Using Oxygen treatment to treat wounds and diabetic ulcers
Tissue repair, new blood vessel formation, resistance to infection and white blood cell bacterial killing are oxygen sensitive responses essential to normal wound healing. There is more information about this on this Undersea & Hyperbaric Medical Society page.
Normal wound healing proceeds through an orderly sequence of steps involving:
- control of infection
- decreasing the inflammatory response around the wound
- regeneration of the normal skin tissue matrix
- new blood vessel formation
- new skin formation
Several of these steps are critically dependent upon adequate blood supply and oxygen availability. The end result of this process is sustained healing.
Problem or chronic wounds are wounds that have failed to proceed through this orderly sequence of events and have failed to establish a sustained healed structure to the skin and tissues that were previously damaged under the skin.

*REQUIRED TASKS*.
1/ Reproduce the part of the wound healing text starting at "Normal wound healing proceeds" and ending at "is sustained healing.".
2/ Do the following statements agree with the wound healing text? Answer yes or no for each, quoting the deciding words of the text. (a) Several steps of normal wound healing depend critically on adequate blood supply and oxygen availability. (b) One step in normal wound healing is increasing the inflammatory response around the wound. (c) Chronic wounds are wounds that have gone through the orderly sequence of healing steps.
The lines after this come from a separate source.

*EXTRACTED DATA*.
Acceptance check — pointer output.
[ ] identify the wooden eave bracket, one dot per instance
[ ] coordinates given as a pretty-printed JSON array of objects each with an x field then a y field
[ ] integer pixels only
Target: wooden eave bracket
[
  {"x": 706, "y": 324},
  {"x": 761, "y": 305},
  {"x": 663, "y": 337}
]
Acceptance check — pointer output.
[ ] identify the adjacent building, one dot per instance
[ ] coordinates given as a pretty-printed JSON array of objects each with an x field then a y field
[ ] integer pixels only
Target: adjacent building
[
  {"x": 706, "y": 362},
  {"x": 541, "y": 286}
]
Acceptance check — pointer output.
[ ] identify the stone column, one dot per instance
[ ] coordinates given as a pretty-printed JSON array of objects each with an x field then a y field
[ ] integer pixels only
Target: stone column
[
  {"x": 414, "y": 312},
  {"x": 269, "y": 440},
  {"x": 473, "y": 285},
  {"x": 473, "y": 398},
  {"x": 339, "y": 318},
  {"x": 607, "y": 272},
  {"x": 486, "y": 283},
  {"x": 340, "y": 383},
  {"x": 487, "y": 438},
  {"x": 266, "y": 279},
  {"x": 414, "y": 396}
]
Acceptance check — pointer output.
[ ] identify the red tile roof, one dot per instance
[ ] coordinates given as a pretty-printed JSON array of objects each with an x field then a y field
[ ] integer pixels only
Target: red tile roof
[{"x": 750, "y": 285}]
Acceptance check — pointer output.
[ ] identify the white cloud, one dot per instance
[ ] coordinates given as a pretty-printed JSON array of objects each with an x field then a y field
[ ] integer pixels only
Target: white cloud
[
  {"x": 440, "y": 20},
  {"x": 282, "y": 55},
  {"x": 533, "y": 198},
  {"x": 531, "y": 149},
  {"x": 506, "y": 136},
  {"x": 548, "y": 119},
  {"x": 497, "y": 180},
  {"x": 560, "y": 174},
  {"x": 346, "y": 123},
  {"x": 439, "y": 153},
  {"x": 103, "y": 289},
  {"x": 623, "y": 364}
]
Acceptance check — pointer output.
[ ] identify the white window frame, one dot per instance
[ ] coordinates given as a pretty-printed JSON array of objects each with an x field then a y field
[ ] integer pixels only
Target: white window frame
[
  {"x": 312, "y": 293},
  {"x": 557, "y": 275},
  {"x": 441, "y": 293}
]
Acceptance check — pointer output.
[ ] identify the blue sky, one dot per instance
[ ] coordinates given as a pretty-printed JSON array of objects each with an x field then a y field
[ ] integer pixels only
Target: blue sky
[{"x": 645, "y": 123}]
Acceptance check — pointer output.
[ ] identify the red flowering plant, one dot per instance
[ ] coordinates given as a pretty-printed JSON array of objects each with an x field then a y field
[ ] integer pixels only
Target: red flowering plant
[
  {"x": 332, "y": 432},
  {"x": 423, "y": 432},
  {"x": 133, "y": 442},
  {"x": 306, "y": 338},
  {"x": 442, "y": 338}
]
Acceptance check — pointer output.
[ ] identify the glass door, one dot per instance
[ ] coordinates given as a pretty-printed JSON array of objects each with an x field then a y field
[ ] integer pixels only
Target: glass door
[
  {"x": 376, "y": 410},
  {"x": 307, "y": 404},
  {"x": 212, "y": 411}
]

--

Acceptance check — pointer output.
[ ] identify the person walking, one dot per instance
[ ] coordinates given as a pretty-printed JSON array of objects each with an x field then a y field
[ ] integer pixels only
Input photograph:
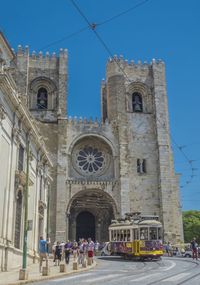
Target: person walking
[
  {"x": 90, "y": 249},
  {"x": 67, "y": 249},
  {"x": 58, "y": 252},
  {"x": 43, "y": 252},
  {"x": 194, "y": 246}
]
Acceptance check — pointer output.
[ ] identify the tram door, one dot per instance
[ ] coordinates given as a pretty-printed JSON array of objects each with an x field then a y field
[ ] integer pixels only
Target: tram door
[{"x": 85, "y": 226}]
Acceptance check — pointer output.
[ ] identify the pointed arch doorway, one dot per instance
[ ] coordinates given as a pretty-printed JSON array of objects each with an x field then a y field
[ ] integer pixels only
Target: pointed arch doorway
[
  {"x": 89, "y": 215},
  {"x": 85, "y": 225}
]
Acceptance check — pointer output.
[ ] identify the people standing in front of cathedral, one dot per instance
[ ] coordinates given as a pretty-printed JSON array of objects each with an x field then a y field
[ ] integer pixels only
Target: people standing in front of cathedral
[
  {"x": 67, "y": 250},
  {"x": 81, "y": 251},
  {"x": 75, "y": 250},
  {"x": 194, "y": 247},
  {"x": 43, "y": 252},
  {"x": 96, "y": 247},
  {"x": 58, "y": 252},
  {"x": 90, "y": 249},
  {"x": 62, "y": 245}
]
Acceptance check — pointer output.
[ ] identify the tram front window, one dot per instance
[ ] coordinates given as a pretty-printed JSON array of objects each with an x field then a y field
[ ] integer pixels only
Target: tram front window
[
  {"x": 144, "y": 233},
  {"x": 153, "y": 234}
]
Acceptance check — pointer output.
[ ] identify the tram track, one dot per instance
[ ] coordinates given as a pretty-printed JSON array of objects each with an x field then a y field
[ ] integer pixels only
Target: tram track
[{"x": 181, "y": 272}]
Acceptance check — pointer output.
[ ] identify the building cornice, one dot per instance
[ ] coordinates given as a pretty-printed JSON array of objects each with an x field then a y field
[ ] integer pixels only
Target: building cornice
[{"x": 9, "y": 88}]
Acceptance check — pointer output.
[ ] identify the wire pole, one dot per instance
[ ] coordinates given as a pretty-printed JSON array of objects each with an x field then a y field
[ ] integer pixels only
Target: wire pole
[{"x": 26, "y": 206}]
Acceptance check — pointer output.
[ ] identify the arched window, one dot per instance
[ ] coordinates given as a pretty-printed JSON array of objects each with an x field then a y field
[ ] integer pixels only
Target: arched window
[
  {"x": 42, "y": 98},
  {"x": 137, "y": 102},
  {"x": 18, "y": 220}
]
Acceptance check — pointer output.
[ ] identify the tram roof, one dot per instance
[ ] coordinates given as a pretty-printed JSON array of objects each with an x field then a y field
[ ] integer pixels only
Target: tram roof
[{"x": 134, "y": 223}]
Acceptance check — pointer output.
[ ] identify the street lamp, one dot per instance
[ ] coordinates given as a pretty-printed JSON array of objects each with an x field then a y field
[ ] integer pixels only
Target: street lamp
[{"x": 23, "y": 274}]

*RESPONSES FOR EACH TASK*.
1/
Normal wound healing proceeds through an orderly sequence of steps involving:
- control of infection
- decreasing the inflammatory response around the wound
- regeneration of the normal skin tissue matrix
- new blood vessel formation
- new skin formation
Several of these steps are critically dependent upon adequate blood supply and oxygen availability. The end result of this process is sustained healing.

2/
(a) Yes: "Several of these steps are critically dependent upon adequate blood supply and oxygen availability."
(b) No: "decreasing the inflammatory response around the wound"
(c) No: "Problem or chronic wounds are wounds that have failed to proceed through this orderly sequence of events"